- **課題内容**: 「教わる」の辞書の記述についての文章から、「こう(オ) ご【口語】」で始まり「その辺の判断が、新明解の編者と私ではかなりちがうのでしょうか。」で終わる部分を、一字も変えずに抜き出してください。

- **抽出テキスト**:
/---
ことば・辞書・日本語文法(2)

元日本語教師です。ことばと、(日本語)辞書と、日本語の文法について、勝手なことを書いていきます。

教わる・口語

変なタイトルですが、新明解の「教わる」を引いて不思議に思ったことを。

 

【教わる】(他五)
 「教える」の受動形「教えられる」の口語形。
   先輩(この本)から多くのことを教わった   [新明解国語辞典第七版]

 

と言うのを見て、つまり、「教えられる」は「口語」ではない? え? と思ったのです。

あわてて、「口語」を見ると、

 

こう(オ) ご【口語】
 音声で表現される言語のうち、その社会の人が日常の生活でごく一般的に使用するもの。 〔話し言葉そのものとは異なる整合性が求められ、同時に文語に対して、独自の文法・語彙(ゴイ)の体系が備わっている〕  -文
                       [新明解国語辞典第七版]

 

「教えられる」は「日常の生活でごく一般的に使用する」語だと思うのだけれど...

その辺の判断が、新明解の編者と私ではかなりちがうのでしょうか。

「口語」でないとすると、何なのでしょう。まさか、「文語」ではないし。

 

 【文語】
  表現される言語の中で、現代口語では すでに一般的ではなくなった

  文体・文法体系に属する表現。
  〔狭義では、平安時代の和文を規範とするものを指す〕-文法

                         [新明解国語辞典第七版]

 

また、「話し言葉そのものとは異なる整合性が求められ」というところも、どうもわからないので、「はなしことば」を調べてみました。
\---
- **提供資料**:
/---
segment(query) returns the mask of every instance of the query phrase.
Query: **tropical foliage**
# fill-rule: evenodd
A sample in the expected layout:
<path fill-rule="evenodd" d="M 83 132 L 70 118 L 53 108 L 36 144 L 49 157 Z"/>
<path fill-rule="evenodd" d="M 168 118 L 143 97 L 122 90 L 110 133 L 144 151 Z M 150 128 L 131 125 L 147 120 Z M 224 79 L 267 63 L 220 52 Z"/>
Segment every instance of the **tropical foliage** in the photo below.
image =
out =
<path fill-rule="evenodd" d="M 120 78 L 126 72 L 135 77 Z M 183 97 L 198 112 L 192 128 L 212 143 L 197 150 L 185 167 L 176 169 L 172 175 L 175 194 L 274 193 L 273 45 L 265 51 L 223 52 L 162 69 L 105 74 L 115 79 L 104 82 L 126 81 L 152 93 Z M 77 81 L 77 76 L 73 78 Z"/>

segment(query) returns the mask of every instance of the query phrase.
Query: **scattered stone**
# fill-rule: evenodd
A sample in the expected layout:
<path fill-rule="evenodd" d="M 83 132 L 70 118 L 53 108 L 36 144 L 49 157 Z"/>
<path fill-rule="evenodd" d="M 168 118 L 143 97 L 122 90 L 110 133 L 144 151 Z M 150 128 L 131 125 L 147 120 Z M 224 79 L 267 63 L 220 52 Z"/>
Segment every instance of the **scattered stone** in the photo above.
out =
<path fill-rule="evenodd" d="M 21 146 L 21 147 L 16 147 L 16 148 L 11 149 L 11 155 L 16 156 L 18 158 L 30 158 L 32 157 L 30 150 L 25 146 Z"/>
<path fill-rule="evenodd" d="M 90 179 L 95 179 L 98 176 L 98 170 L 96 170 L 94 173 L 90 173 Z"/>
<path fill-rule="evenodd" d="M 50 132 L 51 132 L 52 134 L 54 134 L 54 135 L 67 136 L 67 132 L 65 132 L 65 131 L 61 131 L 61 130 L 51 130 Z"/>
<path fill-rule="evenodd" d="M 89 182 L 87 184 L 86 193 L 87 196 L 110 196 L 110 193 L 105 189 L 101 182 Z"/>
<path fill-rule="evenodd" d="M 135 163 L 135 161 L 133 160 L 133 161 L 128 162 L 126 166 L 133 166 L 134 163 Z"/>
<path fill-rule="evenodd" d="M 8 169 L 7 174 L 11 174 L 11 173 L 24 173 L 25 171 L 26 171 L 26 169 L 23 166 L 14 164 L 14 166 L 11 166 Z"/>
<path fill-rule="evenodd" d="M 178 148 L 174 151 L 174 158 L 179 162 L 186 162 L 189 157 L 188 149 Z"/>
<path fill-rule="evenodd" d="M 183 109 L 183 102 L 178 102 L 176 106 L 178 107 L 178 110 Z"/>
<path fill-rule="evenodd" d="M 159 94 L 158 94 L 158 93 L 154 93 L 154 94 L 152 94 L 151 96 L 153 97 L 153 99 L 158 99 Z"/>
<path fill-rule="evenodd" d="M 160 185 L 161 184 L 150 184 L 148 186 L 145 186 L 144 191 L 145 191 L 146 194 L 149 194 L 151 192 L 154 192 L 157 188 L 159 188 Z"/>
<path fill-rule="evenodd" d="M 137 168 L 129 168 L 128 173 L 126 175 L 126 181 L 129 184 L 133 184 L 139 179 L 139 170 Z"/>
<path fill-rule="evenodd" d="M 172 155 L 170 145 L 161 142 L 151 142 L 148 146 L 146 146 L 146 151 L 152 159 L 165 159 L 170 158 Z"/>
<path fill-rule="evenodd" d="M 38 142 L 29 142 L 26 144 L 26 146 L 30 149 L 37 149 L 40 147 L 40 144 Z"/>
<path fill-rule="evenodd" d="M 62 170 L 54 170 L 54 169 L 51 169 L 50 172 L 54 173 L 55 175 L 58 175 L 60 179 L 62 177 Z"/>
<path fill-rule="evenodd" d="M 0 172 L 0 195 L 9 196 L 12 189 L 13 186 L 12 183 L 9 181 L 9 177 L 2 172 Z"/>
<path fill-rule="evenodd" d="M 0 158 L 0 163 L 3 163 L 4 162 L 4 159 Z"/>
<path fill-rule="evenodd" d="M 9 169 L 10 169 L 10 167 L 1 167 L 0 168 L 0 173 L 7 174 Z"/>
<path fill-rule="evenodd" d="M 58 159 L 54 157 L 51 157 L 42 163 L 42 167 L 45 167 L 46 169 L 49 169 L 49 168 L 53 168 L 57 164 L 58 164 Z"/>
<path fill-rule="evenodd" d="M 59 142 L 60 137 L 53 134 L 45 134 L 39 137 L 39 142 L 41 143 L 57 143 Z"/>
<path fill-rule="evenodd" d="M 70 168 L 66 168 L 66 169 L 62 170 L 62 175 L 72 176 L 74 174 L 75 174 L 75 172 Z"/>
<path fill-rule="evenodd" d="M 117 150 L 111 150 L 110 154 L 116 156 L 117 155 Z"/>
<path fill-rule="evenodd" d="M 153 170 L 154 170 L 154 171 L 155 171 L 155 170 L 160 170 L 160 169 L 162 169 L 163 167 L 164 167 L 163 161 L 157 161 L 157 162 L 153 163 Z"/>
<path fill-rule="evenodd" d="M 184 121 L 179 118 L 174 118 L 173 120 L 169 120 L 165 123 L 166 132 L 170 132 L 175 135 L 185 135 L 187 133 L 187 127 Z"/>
\---
/---
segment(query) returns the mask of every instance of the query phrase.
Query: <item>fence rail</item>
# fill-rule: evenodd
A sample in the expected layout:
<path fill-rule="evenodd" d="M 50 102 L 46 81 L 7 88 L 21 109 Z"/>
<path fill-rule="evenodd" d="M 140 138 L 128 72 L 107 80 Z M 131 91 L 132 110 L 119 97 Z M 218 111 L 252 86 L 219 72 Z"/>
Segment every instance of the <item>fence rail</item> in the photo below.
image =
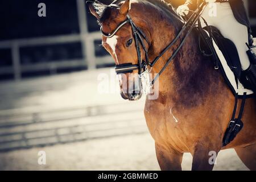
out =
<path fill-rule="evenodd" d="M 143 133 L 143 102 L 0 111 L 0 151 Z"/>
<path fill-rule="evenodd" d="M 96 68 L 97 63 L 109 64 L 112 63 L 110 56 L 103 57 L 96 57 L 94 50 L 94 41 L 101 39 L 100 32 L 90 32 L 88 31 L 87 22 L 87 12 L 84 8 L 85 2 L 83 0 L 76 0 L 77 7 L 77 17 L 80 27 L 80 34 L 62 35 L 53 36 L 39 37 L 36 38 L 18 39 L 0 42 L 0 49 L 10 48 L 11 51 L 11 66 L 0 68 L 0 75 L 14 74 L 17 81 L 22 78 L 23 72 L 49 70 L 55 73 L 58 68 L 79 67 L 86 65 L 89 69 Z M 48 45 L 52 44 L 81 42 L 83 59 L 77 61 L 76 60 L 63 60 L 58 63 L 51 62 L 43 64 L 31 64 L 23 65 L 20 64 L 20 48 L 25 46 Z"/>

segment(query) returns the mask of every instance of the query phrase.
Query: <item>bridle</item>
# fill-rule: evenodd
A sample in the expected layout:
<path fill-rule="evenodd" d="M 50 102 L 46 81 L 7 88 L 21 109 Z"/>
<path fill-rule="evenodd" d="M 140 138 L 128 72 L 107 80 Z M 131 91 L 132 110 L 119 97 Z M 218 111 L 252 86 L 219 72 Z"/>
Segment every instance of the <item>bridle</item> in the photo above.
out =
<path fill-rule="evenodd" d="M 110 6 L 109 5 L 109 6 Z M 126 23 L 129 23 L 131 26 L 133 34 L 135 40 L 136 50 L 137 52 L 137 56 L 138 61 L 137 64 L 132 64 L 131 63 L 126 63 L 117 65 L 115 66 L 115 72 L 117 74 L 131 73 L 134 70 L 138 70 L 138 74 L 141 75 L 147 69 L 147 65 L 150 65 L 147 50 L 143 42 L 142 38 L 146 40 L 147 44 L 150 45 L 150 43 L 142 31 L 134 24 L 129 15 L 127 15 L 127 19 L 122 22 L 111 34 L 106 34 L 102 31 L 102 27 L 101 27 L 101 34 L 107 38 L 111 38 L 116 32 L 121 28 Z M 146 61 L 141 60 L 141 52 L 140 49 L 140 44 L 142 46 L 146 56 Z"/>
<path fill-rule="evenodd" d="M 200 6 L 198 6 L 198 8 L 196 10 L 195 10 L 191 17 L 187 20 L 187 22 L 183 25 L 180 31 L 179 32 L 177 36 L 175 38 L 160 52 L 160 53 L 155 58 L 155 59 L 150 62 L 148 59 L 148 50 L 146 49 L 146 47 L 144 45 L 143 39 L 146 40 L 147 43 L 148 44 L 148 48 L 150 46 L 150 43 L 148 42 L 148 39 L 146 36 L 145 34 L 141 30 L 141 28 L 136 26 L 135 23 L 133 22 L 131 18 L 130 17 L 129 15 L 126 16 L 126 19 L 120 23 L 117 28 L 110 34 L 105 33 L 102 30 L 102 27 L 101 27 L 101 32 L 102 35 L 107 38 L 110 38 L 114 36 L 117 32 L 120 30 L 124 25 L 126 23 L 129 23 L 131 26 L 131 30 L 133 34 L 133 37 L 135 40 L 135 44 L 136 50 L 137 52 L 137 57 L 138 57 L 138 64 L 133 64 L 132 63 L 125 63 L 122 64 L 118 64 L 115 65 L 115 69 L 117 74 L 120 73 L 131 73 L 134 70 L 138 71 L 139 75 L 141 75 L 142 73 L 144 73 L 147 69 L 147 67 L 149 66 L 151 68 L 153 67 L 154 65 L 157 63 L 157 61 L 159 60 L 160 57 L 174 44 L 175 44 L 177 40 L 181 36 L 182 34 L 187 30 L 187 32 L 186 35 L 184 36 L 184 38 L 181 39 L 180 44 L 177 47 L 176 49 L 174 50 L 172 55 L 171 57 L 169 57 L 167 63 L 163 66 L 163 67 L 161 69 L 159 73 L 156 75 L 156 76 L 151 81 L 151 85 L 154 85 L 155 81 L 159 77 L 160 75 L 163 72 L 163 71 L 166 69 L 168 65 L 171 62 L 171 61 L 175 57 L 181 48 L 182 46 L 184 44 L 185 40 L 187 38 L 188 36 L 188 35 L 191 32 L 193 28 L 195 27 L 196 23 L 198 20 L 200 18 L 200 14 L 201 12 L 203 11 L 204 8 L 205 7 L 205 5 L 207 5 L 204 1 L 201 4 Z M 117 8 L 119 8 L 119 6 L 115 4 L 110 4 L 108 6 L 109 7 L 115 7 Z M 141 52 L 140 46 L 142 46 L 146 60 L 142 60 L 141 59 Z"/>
\---
- **課題への回答**:
こう(オ) ご【口語】
 音声で表現される言語のうち、その社会の人が日常の生活でごく一般的に使用するもの。 〔話し言葉そのものとは異なる整合性が求められ、同時に文語に対して、独自の文法・語彙(ゴイ)の体系が備わっている〕  -文
                       [新明解国語辞典第七版]

 

「教えられる」は「日常の生活でごく一般的に使用する」語だと思うのだけれど...

その辺の判断が、新明解の編者と私ではかなりちがうのでしょうか。